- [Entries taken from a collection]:
______

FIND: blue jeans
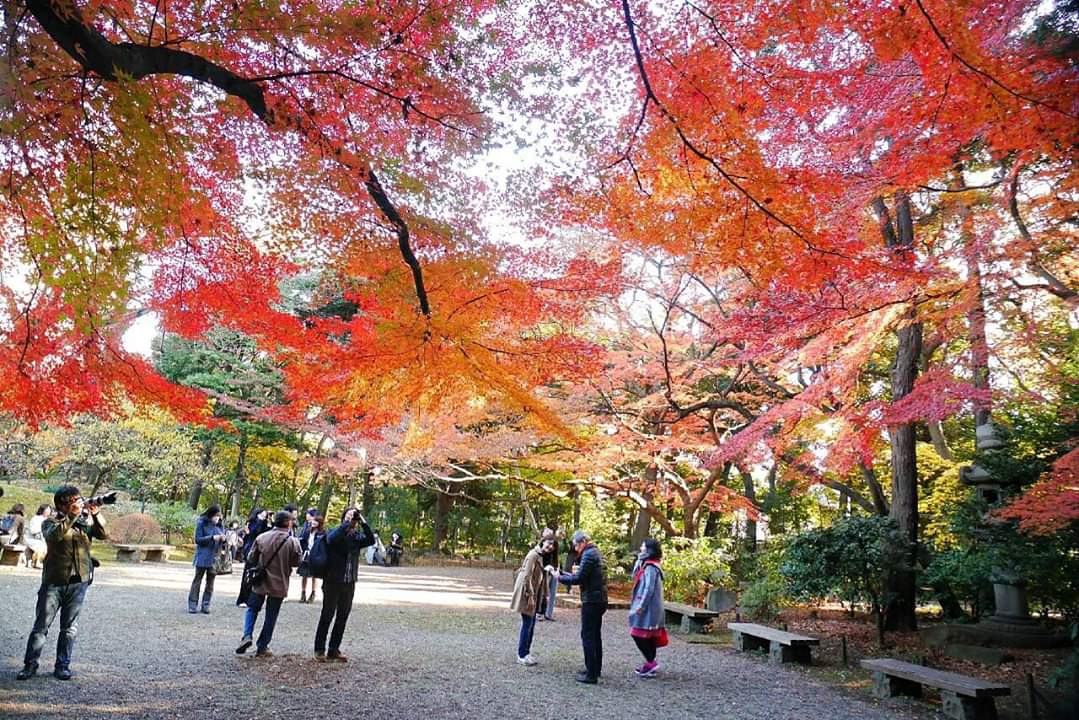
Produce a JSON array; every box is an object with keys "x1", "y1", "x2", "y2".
[
  {"x1": 545, "y1": 573, "x2": 558, "y2": 619},
  {"x1": 518, "y1": 613, "x2": 537, "y2": 658},
  {"x1": 243, "y1": 592, "x2": 284, "y2": 651},
  {"x1": 24, "y1": 581, "x2": 89, "y2": 670},
  {"x1": 580, "y1": 602, "x2": 607, "y2": 679}
]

______

- [TASK DETAILS]: Restate exactly each line of the data from the one bearing "Produce a JSON" to the end, and add nothing.

- [ANSWER SECTION]:
Produce a JSON array; every box is an object with keys "x1", "y1", "x2", "y2".
[
  {"x1": 545, "y1": 573, "x2": 558, "y2": 619},
  {"x1": 518, "y1": 613, "x2": 537, "y2": 658},
  {"x1": 243, "y1": 592, "x2": 284, "y2": 651},
  {"x1": 24, "y1": 581, "x2": 89, "y2": 670},
  {"x1": 580, "y1": 602, "x2": 607, "y2": 679}
]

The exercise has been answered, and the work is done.